GOAL - Could you repeat, word for word, every line from the one containing "I would be grateful if you could indicate the quarry" through the final line of the records below, and nothing else?
Start
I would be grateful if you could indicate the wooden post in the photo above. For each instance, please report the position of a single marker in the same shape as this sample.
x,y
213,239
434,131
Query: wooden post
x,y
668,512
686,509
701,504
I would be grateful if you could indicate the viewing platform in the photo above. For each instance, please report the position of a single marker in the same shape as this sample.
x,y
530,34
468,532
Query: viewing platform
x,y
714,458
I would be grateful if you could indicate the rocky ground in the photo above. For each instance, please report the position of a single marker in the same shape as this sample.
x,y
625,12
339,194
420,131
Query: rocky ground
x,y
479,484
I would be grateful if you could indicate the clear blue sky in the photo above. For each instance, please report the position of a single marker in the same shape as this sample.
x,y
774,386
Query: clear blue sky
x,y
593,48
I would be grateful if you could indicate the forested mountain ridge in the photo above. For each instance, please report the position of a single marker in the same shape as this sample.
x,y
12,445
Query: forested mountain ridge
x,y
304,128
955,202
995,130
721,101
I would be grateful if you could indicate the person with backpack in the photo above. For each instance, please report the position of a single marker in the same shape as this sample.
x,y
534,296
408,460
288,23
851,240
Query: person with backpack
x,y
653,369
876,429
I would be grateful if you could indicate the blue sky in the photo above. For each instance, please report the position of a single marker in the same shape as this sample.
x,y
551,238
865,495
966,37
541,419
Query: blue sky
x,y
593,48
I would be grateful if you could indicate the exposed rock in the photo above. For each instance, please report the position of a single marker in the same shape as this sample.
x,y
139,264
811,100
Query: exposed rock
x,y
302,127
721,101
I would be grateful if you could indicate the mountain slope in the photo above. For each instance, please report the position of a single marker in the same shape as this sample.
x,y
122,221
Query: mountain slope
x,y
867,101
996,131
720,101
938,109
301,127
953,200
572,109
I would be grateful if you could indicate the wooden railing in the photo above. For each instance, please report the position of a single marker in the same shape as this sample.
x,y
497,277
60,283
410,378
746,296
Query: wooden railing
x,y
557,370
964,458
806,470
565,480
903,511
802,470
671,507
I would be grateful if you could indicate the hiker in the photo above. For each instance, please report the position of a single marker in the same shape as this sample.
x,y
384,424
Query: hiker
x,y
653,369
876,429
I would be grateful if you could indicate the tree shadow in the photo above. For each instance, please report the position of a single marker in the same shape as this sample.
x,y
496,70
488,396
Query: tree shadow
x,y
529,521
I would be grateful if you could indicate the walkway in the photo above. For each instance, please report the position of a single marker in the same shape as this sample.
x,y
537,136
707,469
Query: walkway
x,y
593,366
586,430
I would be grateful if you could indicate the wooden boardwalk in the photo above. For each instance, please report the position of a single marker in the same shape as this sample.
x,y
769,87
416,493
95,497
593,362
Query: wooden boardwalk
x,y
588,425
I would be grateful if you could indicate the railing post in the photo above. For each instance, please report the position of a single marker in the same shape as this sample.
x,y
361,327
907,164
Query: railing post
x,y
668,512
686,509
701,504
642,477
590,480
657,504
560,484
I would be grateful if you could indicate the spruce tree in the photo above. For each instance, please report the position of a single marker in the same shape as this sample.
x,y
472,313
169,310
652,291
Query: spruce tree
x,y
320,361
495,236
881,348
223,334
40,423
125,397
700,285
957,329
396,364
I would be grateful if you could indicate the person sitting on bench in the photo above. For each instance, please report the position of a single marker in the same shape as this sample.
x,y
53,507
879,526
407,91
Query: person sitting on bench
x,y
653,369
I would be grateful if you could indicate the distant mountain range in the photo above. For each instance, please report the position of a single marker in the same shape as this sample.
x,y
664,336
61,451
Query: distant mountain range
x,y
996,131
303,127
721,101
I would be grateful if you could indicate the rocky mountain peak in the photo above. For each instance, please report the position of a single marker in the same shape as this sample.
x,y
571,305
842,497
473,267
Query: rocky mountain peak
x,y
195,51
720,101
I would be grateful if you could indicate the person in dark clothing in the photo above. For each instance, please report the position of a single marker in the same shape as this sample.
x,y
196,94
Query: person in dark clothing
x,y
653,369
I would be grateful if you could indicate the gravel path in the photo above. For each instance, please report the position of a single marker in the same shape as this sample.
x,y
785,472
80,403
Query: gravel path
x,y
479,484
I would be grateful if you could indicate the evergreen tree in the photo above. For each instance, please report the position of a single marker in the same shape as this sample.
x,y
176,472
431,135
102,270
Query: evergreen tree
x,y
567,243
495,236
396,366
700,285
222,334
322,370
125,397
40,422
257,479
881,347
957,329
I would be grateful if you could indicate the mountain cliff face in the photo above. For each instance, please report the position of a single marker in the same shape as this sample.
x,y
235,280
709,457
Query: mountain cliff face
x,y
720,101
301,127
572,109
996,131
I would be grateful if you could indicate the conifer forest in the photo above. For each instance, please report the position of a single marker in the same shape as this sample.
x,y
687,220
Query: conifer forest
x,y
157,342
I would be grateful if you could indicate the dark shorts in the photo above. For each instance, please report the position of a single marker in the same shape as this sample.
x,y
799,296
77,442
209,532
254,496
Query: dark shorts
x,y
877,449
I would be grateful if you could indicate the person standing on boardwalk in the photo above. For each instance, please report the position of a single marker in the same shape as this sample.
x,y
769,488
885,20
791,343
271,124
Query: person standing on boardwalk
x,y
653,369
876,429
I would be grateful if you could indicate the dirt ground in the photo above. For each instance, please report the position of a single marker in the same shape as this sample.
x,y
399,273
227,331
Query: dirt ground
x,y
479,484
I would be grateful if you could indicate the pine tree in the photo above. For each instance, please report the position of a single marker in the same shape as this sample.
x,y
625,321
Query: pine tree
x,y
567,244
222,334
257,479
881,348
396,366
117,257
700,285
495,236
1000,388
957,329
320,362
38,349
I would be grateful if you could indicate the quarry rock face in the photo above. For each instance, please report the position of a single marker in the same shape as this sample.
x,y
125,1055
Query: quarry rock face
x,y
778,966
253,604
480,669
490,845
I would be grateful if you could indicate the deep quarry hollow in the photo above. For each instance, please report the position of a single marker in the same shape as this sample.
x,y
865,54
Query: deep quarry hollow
End
FINISHED EXERCISE -
I would be grateful if you could indicate the quarry rock face in the photo above. For each instance, please report the position of a single marker in the same shape as this sample.
x,y
125,1055
Query: quarry rock face
x,y
778,966
253,604
480,669
490,845
I would be grateful if you could indicate the deep quarry hollow in the photo above. For each instance, please report the position of a single marker in the same shape as this sample.
x,y
865,54
Query: deep quarry hollow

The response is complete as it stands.